GIVEN TASK:
Copy out every one of the rows below word for word, with nothing changed or left out.

MATERIAL PROVIDED:
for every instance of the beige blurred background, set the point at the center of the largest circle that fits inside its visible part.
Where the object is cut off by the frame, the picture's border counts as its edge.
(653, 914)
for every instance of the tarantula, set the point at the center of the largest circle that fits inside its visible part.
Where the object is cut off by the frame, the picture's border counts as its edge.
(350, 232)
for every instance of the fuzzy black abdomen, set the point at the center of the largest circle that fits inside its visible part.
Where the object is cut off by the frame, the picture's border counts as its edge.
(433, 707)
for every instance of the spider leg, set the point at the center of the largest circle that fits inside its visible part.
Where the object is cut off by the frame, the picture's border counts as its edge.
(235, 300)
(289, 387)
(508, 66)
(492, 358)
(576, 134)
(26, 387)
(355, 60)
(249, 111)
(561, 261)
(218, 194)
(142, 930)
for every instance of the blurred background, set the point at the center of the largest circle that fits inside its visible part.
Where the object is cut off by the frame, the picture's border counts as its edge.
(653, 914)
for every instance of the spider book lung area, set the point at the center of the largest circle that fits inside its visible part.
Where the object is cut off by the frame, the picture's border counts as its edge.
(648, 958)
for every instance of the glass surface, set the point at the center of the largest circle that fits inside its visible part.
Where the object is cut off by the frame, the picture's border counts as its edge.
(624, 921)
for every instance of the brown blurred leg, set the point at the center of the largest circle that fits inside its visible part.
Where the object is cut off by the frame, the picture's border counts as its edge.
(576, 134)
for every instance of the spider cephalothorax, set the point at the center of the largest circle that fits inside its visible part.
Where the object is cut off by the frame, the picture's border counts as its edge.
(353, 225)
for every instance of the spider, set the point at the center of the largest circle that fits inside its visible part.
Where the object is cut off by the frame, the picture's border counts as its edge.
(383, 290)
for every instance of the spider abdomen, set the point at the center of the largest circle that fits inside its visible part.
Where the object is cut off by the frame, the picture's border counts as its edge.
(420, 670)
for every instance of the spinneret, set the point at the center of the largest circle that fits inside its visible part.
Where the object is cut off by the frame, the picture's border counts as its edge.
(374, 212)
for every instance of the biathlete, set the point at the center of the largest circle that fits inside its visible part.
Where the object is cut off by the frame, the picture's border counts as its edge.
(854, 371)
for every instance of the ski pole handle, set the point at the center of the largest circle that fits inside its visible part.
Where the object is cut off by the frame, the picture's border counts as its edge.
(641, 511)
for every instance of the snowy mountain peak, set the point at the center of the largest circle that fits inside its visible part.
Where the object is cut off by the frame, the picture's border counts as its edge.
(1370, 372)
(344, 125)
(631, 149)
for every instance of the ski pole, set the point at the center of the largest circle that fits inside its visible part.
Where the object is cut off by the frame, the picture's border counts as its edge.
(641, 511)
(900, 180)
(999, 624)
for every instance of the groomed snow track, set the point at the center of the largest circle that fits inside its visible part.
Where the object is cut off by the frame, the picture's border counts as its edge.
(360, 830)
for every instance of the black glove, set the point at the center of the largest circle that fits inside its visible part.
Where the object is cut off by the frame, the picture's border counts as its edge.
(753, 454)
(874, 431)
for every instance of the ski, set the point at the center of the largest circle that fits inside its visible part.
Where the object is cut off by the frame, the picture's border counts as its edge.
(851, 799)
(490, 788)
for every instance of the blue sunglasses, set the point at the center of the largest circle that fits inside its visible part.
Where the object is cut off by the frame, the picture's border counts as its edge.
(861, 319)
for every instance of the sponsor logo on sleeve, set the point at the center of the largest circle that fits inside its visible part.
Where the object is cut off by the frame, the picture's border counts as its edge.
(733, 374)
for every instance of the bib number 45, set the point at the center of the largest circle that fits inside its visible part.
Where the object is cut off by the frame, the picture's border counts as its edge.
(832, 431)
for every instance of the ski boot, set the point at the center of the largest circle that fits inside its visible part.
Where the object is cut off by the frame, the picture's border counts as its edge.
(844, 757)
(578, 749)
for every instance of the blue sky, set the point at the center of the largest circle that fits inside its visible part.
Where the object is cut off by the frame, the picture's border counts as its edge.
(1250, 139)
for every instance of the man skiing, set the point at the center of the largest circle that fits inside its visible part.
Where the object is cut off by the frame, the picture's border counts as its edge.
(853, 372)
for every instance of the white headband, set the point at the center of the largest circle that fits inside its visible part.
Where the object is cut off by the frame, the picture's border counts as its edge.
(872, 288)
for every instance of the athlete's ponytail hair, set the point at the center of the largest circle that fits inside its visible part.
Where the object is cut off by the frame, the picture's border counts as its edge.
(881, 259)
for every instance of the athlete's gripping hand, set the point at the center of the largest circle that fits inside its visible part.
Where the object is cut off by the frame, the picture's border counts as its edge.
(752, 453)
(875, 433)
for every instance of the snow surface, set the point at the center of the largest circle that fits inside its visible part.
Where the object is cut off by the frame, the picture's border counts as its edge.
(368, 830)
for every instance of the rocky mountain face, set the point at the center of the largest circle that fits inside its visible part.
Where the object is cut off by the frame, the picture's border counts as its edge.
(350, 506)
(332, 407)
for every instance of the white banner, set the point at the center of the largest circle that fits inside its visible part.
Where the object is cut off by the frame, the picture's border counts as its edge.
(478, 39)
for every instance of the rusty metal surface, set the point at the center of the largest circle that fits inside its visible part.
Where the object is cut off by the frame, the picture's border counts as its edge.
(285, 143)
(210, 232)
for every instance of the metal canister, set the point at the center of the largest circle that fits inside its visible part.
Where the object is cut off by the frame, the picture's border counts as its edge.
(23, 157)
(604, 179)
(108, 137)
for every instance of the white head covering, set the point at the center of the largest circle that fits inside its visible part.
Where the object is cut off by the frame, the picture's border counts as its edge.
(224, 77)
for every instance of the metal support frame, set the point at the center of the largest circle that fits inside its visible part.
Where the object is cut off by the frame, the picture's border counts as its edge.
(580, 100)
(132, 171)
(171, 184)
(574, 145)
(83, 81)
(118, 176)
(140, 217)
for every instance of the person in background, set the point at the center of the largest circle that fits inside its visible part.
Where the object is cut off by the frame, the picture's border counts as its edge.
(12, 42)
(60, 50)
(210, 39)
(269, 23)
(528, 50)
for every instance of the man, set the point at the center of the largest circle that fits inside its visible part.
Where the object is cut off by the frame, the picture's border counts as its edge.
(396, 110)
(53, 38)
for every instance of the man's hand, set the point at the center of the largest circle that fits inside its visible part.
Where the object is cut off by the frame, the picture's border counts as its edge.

THE REPLY:
for every instance of the beige blurred background, set the point at the center of the largest circle that fits inside its visible part.
Where the object is cut off by the frame, the picture's border counts as its edge.
(653, 914)
for every instance of the tarantula, set the point at the center of the largest circle that fits inside its visible part.
Where the object is cut off by the frame, the picture's border counts as its edge.
(350, 232)
for every instance of the fuzzy black abdomen, set the point at the center of the largest circle that fits inside its visible part.
Where the object is cut off by the frame, the picture's border counts as its edge.
(433, 707)
for every instance of the spider leg, set the point at the center of the largest circle that fits inside its visible part.
Where the object is cut off by the frame, the picture's border counts as its edge.
(235, 300)
(289, 387)
(508, 66)
(492, 358)
(576, 134)
(26, 387)
(355, 60)
(249, 111)
(561, 261)
(218, 194)
(142, 930)
for every instance of the blurred background, set the point at the center of the largest circle that fits inside its visible part.
Where the object is cut off by the frame, the picture's border counts as its edge.
(653, 914)
for every instance of the spider book lung area, set the point at the center of the largest circle that fits inside its visible part.
Where the object is cut off by the frame, the picture's border counts as its edge.
(648, 958)
for every instance of the glass surface, set the point at the center of the largest circle that fits inside its visible part.
Where the object is cut off by the frame, the picture's border counts as its edge.
(624, 921)
for every instance of the brown blurred leg, set the point at the center of the largest circle that fits inside its visible part.
Where the object is cut off by the frame, the picture's border counts as its edge.
(576, 134)
for every instance of the spider cephalothorax, set the point at the center of the largest circle that fits inside its visible part.
Where the object is cut off by the frame, the picture's border counts as its edge.
(353, 225)
for every instance of the spider, set the point at the center of the largest circle that fits inside its visible part.
Where the object is cut off by the frame, the picture's border counts as its edge.
(383, 290)
for every instance of the spider abdomen, set the point at the center of the largest circle that fits inside its visible part.
Where the object is cut off by the frame, the picture's border counts as its edge.
(420, 670)
for every instance of the spinneret, set the point at the center of the largest circle that fits inside its visible part.
Where the object is cut off by the frame, the picture's border counts as its edge.
(374, 212)
for every instance of the biathlete, set the point at the center of the largest circle that fits inside its visible part.
Where the object is cut off by the frame, the picture's border counts as its edge.
(854, 371)
for every instance of the ski pole handle, set the point at the center of the largest circle that fits inside its visible part.
Where the object is cut off by the frame, the picture's border counts as its edge.
(641, 511)
for every instance of the snowy mountain peak, set the point at the center of the largest circle that fits inside its visible part.
Where the object is cut off by the frame, the picture's border counts as its edge.
(1370, 372)
(344, 125)
(631, 149)
for every instance of the ski pole, set the point at the center of the largest circle that fits inside its visible part.
Where the object is cut off by the frame, the picture's border counts as its edge.
(641, 511)
(900, 180)
(999, 624)
for every instance of the groomed snow track, set the point at the center of the largest circle that fits inside its visible part.
Where the object is cut off by the frame, the picture's border counts as its edge.
(360, 830)
for every instance of the black glove, set the point at the center of the largest circle that fits inside its visible part.
Where the object is cut off by the frame, the picture's border counts as its edge.
(753, 454)
(874, 431)
for every instance of the ski, set the point at the center of the largest circle that fits inside its visible part.
Where the object is cut off by the frame, the picture's border counts as its edge.
(851, 799)
(490, 788)
for every instance of the blue sunglasses, set the point at the center of the largest circle that fits inside its visible part.
Where the object is cut off by the frame, the picture's border counts as its edge.
(861, 319)
for every instance of the sponsor logo on sleeve, set the point at the center of the largest circle that fits inside its visible part.
Where the object is cut off by the frame, the picture's border counts as its edge.
(733, 374)
for every instance of the bib number 45, set the point at the center of the largest circle that fits inside its visible part.
Where the object is cut off by the frame, the picture's border counts as its edge.
(832, 431)
for every instance of the ski boot, set the point at the center of the largest circle that fits inside its visible part.
Where the object is cut off by the frame, the picture's border counts as its edge.
(844, 757)
(578, 749)
for every instance of the blue sky, set the point at the center of the largest circle that fits inside its visible part.
Where the object is cut off by the frame, the picture's border counts as its edge.
(1250, 139)
for every instance of the man skiing, set the point at the center of the largest circle that fits inside its visible part.
Where the object is cut off by the frame, the picture's border counts as its edge.
(853, 372)
for every instance of the white headband, set the point at the center of the largest circle that fits inside its visible part.
Where the object is cut off by the frame, the picture's border counts as its edge.
(872, 288)
for every instance of the athlete's ponytail hair, set the point at the center of the largest circle that fits inside its visible part.
Where the object is cut off by the frame, the picture's border counts as its edge.
(881, 259)
for every instance of the athlete's gripping hand, set the point at the center of the largest circle that fits inside its visible part.
Where the object is cut off by the frame, the picture's border counts as its edge.
(752, 453)
(875, 433)
for every instance of the snow surface, set the point at the center of the largest circle that fits inside its visible part.
Where the object is cut off by the frame, the picture's border counts as its edge.
(368, 830)
for every instance of the rocky mountain face, set the point at the center of the largest circle that fits inside its visible part.
Where the object is cut off by the frame, the picture's border counts as its edge.
(350, 506)
(332, 407)
for every instance of the white banner, set the point at the center of the largest circle that fits inside its visible part.
Where the object is cut off by the frame, the picture's border counts as its edge.
(478, 39)
for every instance of the rusty metal surface, set the point at the center of the largest circle that fits inside its visible part.
Where the object is cut off by the frame, the picture's border counts as its edge.
(285, 143)
(210, 232)
for every instance of the metal canister, set the point at the center of the largest circle that fits inside its visible part.
Where the object is cut off by the frame, the picture's border counts as its edge.
(23, 157)
(604, 179)
(108, 137)
for every instance of the white head covering, set the point at the center of the largest circle that fits inside its visible part.
Where the object is cut off by the frame, the picture's border counts as its edge.
(224, 77)
for every instance of the metal support frame, set the point at the center of the largest circle that fits inside its visible part.
Where the object is cut off by the frame, the picture's border counts as its edge.
(580, 100)
(132, 171)
(171, 184)
(574, 145)
(83, 81)
(118, 176)
(140, 217)
for every instance of the person in background, set the point at the center of the largest circle that fits inside its visible part.
Where the object is cut off by the frame, the picture's border counts as its edge.
(12, 42)
(60, 50)
(210, 39)
(269, 23)
(528, 50)
for every instance of the man, set the point at the center of the largest circle that fits inside its visible part.
Where the object is cut off by the frame, the picture's border counts as its edge.
(396, 110)
(53, 38)
for every instance of the man's hand, set the point at the center of the largest circle that fits inside its visible part.
Where the object is cut off by the frame, the picture's border counts as its edge.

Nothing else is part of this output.